Start of DATA FOR REVIEW

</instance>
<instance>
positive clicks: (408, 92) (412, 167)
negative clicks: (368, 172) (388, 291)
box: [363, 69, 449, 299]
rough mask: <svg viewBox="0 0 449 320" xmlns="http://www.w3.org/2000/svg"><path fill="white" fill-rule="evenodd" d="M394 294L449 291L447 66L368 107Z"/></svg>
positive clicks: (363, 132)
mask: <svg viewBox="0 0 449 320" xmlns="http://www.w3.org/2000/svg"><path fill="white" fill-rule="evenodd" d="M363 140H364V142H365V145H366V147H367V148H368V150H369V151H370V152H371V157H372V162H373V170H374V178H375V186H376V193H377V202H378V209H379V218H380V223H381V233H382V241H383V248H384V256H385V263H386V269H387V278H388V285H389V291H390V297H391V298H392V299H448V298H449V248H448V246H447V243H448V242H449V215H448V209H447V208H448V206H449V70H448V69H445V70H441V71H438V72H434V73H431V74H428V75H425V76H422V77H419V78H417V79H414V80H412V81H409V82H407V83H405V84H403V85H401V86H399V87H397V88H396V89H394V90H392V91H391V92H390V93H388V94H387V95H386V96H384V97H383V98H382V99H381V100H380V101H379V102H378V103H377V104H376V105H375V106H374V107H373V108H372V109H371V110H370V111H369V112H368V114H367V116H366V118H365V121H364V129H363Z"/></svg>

End of DATA FOR REVIEW

▸ **REQUIRED WORK**: In your answer, include only the lines above starting at the line that holds "positive clicks: (408, 92) (412, 167)" and ending at the line that holds "rough mask: <svg", copied exactly.

▸ **ANSWER TO THE EXERCISE**:
positive clicks: (408, 92) (412, 167)
negative clicks: (368, 172) (388, 291)
box: [363, 69, 449, 299]
rough mask: <svg viewBox="0 0 449 320" xmlns="http://www.w3.org/2000/svg"><path fill="white" fill-rule="evenodd" d="M394 294L449 291L447 66L368 107Z"/></svg>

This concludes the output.